* **Exercise objective**: Repeat, please, only the lines from the top of the data down to the line with "Would you mind pointing out the lanyard"; include both of those lines.

* **Data section**:
/---

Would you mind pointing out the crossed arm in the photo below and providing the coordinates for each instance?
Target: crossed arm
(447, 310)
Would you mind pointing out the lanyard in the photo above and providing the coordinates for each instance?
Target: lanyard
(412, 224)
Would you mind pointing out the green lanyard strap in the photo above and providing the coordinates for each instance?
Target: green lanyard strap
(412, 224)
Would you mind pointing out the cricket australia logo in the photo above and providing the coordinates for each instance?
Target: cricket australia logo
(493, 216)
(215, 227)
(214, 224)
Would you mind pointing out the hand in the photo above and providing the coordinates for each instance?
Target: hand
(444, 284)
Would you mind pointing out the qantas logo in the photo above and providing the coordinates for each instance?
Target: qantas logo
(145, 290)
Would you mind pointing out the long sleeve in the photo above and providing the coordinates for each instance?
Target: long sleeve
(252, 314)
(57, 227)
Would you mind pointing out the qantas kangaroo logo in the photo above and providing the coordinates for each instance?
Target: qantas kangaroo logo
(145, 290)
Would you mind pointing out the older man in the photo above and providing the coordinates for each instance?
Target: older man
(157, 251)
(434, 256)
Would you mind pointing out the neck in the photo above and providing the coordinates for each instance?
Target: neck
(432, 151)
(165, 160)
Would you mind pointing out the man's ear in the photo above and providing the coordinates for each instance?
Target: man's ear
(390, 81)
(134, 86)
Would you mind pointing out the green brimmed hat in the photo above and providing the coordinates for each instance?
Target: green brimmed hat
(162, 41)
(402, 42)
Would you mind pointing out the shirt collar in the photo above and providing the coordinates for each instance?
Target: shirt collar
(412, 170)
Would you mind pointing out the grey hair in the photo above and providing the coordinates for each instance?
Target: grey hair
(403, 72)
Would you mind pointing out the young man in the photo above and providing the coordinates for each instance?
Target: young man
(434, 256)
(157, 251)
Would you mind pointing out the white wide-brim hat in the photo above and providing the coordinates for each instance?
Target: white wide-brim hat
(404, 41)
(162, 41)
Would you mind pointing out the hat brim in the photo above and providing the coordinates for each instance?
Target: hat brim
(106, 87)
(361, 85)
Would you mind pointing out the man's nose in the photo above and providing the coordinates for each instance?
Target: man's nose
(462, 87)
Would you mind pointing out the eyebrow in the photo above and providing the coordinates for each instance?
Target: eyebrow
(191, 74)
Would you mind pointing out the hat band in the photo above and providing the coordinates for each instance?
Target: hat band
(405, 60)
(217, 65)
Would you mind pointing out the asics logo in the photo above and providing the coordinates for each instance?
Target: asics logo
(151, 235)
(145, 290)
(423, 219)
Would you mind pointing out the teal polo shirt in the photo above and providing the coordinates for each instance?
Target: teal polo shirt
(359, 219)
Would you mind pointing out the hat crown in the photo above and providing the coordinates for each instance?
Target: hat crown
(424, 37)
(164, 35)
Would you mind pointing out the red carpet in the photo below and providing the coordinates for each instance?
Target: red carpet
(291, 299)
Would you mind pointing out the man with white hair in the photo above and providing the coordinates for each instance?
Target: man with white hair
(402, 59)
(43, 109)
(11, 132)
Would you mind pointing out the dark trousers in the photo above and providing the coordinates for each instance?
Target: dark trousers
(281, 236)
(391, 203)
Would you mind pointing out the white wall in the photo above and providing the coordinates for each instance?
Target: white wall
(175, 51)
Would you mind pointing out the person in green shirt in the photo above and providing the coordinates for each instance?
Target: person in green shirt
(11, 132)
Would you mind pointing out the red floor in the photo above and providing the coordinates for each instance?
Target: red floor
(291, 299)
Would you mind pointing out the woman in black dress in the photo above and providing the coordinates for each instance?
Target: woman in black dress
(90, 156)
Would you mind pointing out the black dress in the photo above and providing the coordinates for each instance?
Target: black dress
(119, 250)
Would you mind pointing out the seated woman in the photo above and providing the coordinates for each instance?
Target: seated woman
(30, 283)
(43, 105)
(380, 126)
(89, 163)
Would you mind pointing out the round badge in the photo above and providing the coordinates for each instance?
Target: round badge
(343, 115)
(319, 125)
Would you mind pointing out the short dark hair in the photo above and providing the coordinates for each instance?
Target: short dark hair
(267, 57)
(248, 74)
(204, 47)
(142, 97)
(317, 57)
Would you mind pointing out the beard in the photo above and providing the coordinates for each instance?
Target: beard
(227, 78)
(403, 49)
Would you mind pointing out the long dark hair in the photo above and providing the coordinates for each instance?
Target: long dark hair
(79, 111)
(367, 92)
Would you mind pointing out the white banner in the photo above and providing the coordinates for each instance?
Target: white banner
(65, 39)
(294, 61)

\---

* **Answer to the exercise**:
Would you mind pointing out the crossed arm in the photo below and providing the coordinates for each instance?
Target: crossed arm
(447, 310)
Would you mind pointing out the lanyard in the photo above and providing the coordinates for each instance?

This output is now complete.